* **EXERCISE SET**
1. According to the critique, what planet is Kara from?
2. Reproduce the critique word for word between "We are critical of" and "an admitted misogynist.", inclusive.

* **EXTRACT PROVIDED**
▬▬▬▬▬▬▬▬▬▬

We are criticizing the writing because we have yet to see a single reason why Kara likes him, or why he is somehow worthy of her, because his attraction to her, and him feeling bad because he thinks she doesn’t like him is not, by any measure, a reason why she should return that affection. As written, her interest in him is completely inexplicable, other than the fact that the actor playing this character is conventionally attractive. That’s not me saying “Mon is a terrible person and Kara doesn’t even like him”, because again, he’s not real. That’s me saying “The writing this season is terrible.”

We are critical of his character because, as we learned last season, they can easily write a character being confused on Earth, and not understanding how things work without writing the character as an admitted misogynist.

We are critical because if they wanted to show a character being scared and confused, there are dozens of ways to do that without him violently assaulting his future love interest, but they chose to write it this way.

We are criticizing the writing because if they wanted to show a relationship between two characters from different worlds, they could have done that with James and Kara, because James is from Earth and Kara is from Krypton. But they chose to suddenly and abruptly break up a relationship that they spent an entire season establishing and still haven’t adequately explained why in the story, and put Kara in a romantic relationship with Mon instead.

▬▬▬▬▬▬▬▬▬▬

* **COLLECTED DATA**

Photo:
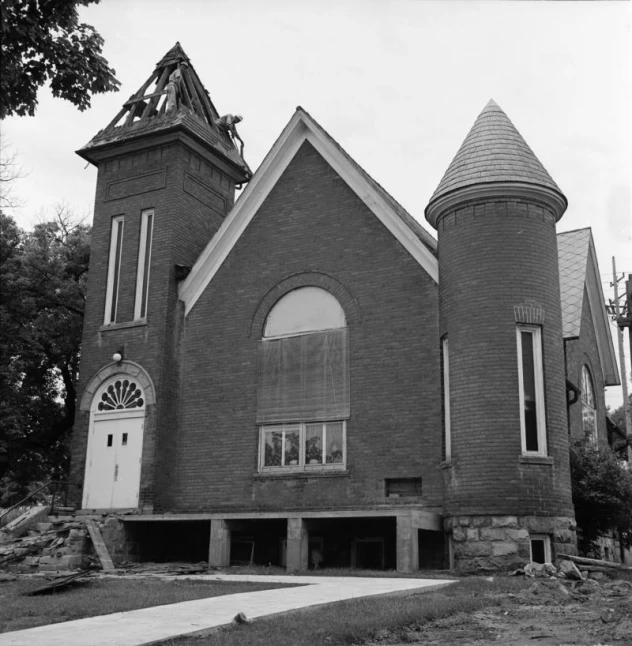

▬▬▬▬▬▬▬▬▬▬

* **ANSWERS PROVIDED**
1. Krypton

2.
We are critical of his character because, as we learned last season, they can easily write a character being confused on Earth, and not understanding how things work without writing the character as an admitted misogynist.